=== EXCERPTED PASSAGE ===

Friends of The Kuotes, I am excited to say that right now I am more inspired than ever. About a month ago, I was fortunate enough to travel with my family to France. There, we toured the country’s coastline and experienced some of the most beautiful architecture, interiors, and landscapes. If you’re familiar with KKH, you know that our products are informed by my travels—whether it’s a small mountainside village in Nepal or an antique market in Paris—and we piece together our curations so you can bring these inspired pieces into your home. While in France, I took some time to write about my travels so I could share my adventures (and some tips!) with all of you. And don’t worry, there are plenty of photos of Will and Maya along the way if you just want to skim for the pictures! Enjoy!
First Stop: Trouville Sur-Mer
Day one, we flew into Paris. The “we” here comprises my husband Scott, my two lovelies, Maya and William, and our nanny. As you may well know, it isn’t a true family vacation unless something goes wrong just moments after your feet hit the red carpeting of the Charles de Gaulle. Pro tip: When traveling internationally with kids, always consider what may happen when the “Audi Q7” you requested turns out to be the size of a miniature Smart Car and you’re a party of five. Out goes the extra clothes, the stroller, and any notion you may have gathered from bloggers and instagrammers that family vacations are picture perfect.
Maya loved all the time we spent on the beach, and I can’t get over Will cruising Euro-style on his mini moped! So cute!

=== EXTRACTED DATA ===

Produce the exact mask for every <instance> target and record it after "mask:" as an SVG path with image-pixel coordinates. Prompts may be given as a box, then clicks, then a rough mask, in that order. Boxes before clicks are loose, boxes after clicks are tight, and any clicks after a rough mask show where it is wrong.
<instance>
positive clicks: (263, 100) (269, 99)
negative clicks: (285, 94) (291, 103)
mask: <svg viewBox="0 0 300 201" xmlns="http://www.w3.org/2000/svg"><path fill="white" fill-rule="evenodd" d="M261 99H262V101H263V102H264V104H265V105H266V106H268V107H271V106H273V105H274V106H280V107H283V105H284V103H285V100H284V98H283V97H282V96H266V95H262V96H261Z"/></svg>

===
=== EXTRACTED DATA ===

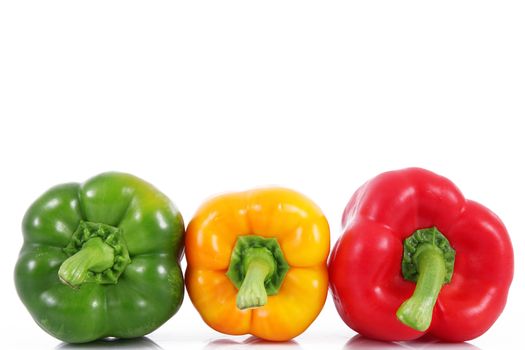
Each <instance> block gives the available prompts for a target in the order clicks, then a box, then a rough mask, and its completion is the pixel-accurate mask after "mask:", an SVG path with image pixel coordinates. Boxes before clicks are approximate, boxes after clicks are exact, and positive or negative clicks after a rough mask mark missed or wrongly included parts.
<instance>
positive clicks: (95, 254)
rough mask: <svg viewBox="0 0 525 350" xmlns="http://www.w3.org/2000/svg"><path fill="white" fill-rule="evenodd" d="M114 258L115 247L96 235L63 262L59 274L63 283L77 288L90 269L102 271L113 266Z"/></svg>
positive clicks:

===

## WHAT IS BEING ASKED
Retype the stretch of the France travel post from "First Stop: Trouville" through "moped! So cute!" word for word. The records come from a separate source and have nothing to do with the France travel post.

## RESPONSE
First Stop: Trouville Sur-Mer
Day one, we flew into Paris. The “we” here comprises my husband Scott, my two lovelies, Maya and William, and our nanny. As you may well know, it isn’t a true family vacation unless something goes wrong just moments after your feet hit the red carpeting of the Charles de Gaulle. Pro tip: When traveling internationally with kids, always consider what may happen when the “Audi Q7” you requested turns out to be the size of a miniature Smart Car and you’re a party of five. Out goes the extra clothes, the stroller, and any notion you may have gathered from bloggers and instagrammers that family vacations are picture perfect.
Maya loved all the time we spent on the beach, and I can’t get over Will cruising Euro-style on his mini moped! So cute!